* Instructions for the task
Quote, without any change, the line that contains "Provide the location of each instance of the shorts" and all lines that follow it to the end of the data below.
----------------
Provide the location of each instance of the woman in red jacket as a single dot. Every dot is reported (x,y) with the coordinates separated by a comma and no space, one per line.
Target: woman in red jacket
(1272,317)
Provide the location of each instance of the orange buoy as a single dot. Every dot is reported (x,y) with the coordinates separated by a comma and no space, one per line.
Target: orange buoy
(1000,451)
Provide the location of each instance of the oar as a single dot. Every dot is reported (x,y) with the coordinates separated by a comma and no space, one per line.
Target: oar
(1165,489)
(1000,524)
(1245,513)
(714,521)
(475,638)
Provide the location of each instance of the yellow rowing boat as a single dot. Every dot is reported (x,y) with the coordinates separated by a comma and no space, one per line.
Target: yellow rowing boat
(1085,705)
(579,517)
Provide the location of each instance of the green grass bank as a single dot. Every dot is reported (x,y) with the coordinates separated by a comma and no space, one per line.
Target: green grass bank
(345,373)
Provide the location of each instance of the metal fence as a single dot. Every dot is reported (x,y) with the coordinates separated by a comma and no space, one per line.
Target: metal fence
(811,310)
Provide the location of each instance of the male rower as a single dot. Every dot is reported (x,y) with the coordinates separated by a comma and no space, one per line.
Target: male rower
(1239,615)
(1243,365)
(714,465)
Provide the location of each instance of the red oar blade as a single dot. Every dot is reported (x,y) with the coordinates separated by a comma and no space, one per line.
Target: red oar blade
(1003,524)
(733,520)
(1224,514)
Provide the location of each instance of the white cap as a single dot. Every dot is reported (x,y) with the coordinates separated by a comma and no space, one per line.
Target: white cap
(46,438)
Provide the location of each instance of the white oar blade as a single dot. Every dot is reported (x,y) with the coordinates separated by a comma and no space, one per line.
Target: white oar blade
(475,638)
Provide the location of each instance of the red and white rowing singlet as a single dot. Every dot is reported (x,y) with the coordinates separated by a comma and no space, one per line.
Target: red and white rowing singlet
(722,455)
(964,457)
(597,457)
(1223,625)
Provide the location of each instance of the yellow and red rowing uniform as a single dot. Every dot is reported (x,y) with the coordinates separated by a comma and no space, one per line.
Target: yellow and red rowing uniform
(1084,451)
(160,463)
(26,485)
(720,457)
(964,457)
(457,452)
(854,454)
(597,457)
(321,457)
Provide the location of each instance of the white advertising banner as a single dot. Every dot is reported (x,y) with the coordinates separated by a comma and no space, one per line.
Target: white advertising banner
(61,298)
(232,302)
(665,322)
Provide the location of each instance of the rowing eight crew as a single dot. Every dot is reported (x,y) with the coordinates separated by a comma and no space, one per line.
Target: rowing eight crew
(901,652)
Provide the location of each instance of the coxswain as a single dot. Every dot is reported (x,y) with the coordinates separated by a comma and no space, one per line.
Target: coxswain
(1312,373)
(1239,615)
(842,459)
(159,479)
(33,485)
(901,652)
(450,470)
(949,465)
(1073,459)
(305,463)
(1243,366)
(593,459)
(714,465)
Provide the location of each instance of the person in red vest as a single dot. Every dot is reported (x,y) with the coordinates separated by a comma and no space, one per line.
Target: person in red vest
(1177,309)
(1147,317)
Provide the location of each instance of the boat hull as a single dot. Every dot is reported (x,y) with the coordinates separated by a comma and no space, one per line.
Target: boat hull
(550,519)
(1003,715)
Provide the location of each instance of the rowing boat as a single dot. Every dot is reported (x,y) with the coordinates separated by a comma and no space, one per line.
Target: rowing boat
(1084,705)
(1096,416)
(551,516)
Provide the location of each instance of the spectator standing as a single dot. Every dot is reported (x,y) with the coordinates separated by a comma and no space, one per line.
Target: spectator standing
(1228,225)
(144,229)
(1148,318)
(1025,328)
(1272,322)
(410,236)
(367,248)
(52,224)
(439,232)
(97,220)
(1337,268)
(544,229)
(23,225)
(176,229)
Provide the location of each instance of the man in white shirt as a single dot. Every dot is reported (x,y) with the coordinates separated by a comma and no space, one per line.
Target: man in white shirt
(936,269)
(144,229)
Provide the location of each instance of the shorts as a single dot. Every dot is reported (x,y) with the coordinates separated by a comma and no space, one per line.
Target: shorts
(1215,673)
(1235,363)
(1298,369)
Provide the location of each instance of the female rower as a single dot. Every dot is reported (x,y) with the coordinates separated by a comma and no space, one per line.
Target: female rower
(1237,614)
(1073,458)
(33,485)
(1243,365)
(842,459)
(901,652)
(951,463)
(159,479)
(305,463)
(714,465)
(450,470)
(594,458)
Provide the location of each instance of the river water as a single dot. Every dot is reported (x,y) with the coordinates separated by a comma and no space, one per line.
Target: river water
----------------
* Exercise solution
Provide the location of each instance of the shorts as a single dot. Every dot is reported (x,y) with the coordinates separated by a comma and no space, one per line.
Target: shorts
(1215,673)
(1235,363)
(1298,369)
Provide the location of each instance of the female rower as a single dot. Every dot is reported (x,y) with the coordinates separated by a comma and no space, one per line.
Target: female rower
(1237,614)
(1073,458)
(33,485)
(1243,365)
(842,459)
(901,652)
(951,463)
(159,479)
(305,463)
(714,465)
(450,470)
(594,458)
Provide the location of each instance of the river water as a single dot. Every dot is reported (x,y) with the coordinates separated by a comma and no space, one per line.
Target: river water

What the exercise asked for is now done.